[START Material provided]
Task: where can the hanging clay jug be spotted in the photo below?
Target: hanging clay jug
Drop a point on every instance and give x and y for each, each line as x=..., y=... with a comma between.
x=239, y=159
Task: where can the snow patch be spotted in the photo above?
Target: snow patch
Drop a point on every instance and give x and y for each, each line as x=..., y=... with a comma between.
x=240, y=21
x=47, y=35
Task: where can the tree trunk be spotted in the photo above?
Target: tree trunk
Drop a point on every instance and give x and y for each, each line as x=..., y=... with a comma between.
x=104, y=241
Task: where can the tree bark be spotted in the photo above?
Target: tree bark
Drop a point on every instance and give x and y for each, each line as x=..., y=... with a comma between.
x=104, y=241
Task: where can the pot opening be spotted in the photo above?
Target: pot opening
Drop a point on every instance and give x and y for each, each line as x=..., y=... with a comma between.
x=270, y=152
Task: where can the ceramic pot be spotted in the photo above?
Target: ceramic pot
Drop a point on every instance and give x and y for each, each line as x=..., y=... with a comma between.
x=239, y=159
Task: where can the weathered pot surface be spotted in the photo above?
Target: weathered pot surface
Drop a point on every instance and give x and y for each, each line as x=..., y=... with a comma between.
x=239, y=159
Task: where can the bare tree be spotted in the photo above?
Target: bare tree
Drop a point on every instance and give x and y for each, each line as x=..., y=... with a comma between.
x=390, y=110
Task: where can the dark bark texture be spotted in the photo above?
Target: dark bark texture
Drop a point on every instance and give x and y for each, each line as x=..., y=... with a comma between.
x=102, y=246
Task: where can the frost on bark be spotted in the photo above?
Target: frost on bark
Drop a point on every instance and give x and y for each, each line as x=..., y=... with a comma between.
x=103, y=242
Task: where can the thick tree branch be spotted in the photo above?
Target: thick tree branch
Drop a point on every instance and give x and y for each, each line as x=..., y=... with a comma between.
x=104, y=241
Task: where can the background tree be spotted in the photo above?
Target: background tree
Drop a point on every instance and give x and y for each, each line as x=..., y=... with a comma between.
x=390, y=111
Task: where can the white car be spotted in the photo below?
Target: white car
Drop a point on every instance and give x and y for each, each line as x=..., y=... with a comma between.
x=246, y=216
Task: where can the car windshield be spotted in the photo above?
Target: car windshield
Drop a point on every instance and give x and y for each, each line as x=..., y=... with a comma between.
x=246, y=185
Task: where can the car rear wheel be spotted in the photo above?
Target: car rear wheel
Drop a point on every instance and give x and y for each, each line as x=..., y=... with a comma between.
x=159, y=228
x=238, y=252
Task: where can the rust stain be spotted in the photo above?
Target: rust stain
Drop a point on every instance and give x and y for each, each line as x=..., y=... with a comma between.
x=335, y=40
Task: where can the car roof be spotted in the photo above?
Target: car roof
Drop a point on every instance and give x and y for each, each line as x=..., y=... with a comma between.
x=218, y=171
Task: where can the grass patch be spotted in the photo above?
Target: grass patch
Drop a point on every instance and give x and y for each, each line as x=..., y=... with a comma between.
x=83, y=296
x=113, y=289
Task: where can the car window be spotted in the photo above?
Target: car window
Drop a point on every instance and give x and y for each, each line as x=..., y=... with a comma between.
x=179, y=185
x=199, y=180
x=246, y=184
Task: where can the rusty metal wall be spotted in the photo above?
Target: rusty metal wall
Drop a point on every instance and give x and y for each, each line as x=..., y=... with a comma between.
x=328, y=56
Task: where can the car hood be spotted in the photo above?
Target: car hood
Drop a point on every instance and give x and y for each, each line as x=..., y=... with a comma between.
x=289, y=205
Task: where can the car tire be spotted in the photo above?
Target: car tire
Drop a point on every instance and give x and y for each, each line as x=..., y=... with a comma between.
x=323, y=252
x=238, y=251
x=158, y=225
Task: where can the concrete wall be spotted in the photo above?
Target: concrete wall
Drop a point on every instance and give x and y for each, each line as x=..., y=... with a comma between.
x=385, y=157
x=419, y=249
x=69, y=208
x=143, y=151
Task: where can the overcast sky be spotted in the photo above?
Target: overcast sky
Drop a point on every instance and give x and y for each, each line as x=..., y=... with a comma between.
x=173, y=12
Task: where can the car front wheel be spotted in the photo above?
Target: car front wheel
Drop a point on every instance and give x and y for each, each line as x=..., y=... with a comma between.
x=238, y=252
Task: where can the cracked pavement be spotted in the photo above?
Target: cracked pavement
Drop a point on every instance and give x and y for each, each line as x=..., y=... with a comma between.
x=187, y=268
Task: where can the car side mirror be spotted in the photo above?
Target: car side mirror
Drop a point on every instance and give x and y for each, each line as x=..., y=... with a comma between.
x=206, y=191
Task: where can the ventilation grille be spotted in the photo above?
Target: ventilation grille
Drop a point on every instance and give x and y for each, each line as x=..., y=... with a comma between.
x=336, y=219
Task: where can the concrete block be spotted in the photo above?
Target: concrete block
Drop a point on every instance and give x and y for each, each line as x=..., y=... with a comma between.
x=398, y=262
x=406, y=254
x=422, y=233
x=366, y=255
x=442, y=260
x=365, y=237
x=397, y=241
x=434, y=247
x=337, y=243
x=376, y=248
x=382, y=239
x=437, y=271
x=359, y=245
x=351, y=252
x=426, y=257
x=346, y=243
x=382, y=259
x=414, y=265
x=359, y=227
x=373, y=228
[END Material provided]
The task
Print every row above again, unchanged and character for character.

Result for this exercise
Task: where can the hanging clay jug be spotted in the photo below?
Target: hanging clay jug
Drop a point on every instance and give x and y for each, each line as x=..., y=... with a comma between.
x=239, y=159
Task: where can the snow patch be spotted in the photo above?
Target: snow patch
Drop a point on every instance and give x and y for each, each line as x=..., y=... with a comma between.
x=240, y=21
x=47, y=35
Task: where can the tree trunk be spotted in the photo above?
Target: tree trunk
Drop a point on every instance and give x and y for each, each line as x=..., y=... with a comma between.
x=104, y=241
Task: where can the tree bark be spotted in the photo above?
Target: tree bark
Drop a point on every instance and give x and y for each, each line as x=..., y=... with a comma between.
x=104, y=241
Task: where can the pot opening be spotted in the photo above?
Target: pot opening
Drop a point on every instance and give x and y for each, each line as x=..., y=... with a comma between.
x=270, y=152
Task: where can the ceramic pot be spotted in the photo above?
Target: ceramic pot
Drop a point on every instance and give x and y for each, each line as x=..., y=... with a comma between.
x=239, y=159
Task: where can the weathered pot surface be spotted in the photo above?
Target: weathered pot surface
Drop a point on every instance and give x and y for each, each line as x=..., y=... with a comma between.
x=239, y=159
Task: where can the bare tree be spotted in the photo above?
Target: bare tree
Drop a point on every instance and give x and y for each, each line as x=..., y=... with a comma between.
x=390, y=110
Task: where can the dark bark texture be spotted in the photo above?
Target: dark bark texture
Drop a point on every instance and give x and y for each, each line as x=..., y=... with a comma between.
x=102, y=246
Task: where can the frost on bark be spotted in the photo above?
Target: frost on bark
Drop a point on every instance and give x and y for each, each line as x=..., y=... with a comma between.
x=103, y=242
Task: where can the thick tree branch be spotted in the photo above?
Target: thick tree branch
Drop a point on every instance and give x and y for each, each line as x=..., y=... with a comma between.
x=104, y=241
Task: where can the background tree be spotted in the photo above?
Target: background tree
Drop a point on every instance and give x and y for each, each line as x=..., y=... with a comma between.
x=390, y=111
Task: where can the white car be spotted in the photo below?
Target: white car
Drop a point on every instance and give x and y for each, each line as x=..., y=... with a comma between.
x=246, y=216
Task: where can the car windshield be spotted in the photo above?
Target: car windshield
Drop a point on every instance and give x and y for each, each line as x=..., y=... with a comma between.
x=246, y=185
Task: where can the car rear wheel be spotted in the photo above?
Target: car rear wheel
Drop a point on every instance and give x and y for each, each line as x=..., y=... with a comma between.
x=159, y=228
x=238, y=252
Task: where can the rust stain be spotted in the photo above?
Target: rust stain
Drop a point on every instance and give x and y for each, each line as x=..., y=... with a comma between.
x=335, y=40
Task: where can the car roof be spotted in the photo above?
Target: car roof
Drop a point on every instance and give x and y for each, each line as x=..., y=... with a comma between.
x=218, y=171
Task: where can the grass patch be spotted in the photo above?
Target: grass patch
Drop a point on every instance and give x and y for each, each line as x=..., y=... with a comma between.
x=83, y=296
x=113, y=289
Task: where can the car window be spotted in the photo above?
Target: car window
Drop a point on every instance and give x and y for each, each line as x=..., y=... with a comma between.
x=179, y=185
x=199, y=180
x=246, y=184
Task: where can the rusty metal wall be spotted in the photo above?
Target: rusty metal wall
Drop a point on every instance and give x and y for each, each line as x=..., y=... with a comma between.
x=328, y=56
Task: where can the car hood be spotted in the photo above?
Target: car hood
Drop a point on every instance and give x and y for each, each line as x=..., y=... with a comma between.
x=289, y=205
Task: where can the car tire be spotted in the photo above?
Target: car tire
Drop a point on every instance and give x and y for each, each line as x=..., y=... with a comma between.
x=323, y=252
x=238, y=251
x=158, y=225
Task: where can the concrete wall be spotted in the photo above?
Target: concrete wall
Drop a point on every instance and give x and y for each, each line as x=..., y=... with a comma between.
x=385, y=157
x=419, y=249
x=69, y=208
x=143, y=151
Task: where can the overcast sky be spotted in the photo above?
Target: overcast sky
Drop a point on every instance and give x and y for each, each line as x=..., y=... with a comma between.
x=173, y=12
Task: where can the car front wheel be spotted in the photo above?
Target: car front wheel
Drop a point on every instance and give x and y for each, each line as x=..., y=... with a comma between.
x=238, y=252
Task: where can the cracked pavement be spotted in the photo above?
Target: cracked pavement
Drop a point on every instance and give x and y for each, each line as x=..., y=... with a comma between.
x=187, y=268
Task: where can the car side mirror be spotted in the photo above?
Target: car side mirror
Drop a point on every instance and give x and y for each, each line as x=..., y=... with a comma between.
x=206, y=191
Task: where can the ventilation grille be spotted in the photo above?
Target: ventilation grille
Drop a point on every instance and give x and y for each, each line as x=..., y=... with a comma between.
x=336, y=219
Task: where can the concrete block be spotted in the photo above?
Target: concrete block
Drop a point on every instance and give x and y for each, each line as x=..., y=... with a comma between.
x=398, y=262
x=406, y=254
x=422, y=233
x=366, y=255
x=442, y=260
x=365, y=237
x=397, y=241
x=434, y=247
x=337, y=243
x=376, y=248
x=382, y=239
x=437, y=271
x=359, y=245
x=351, y=252
x=426, y=257
x=346, y=243
x=382, y=259
x=414, y=265
x=359, y=227
x=373, y=228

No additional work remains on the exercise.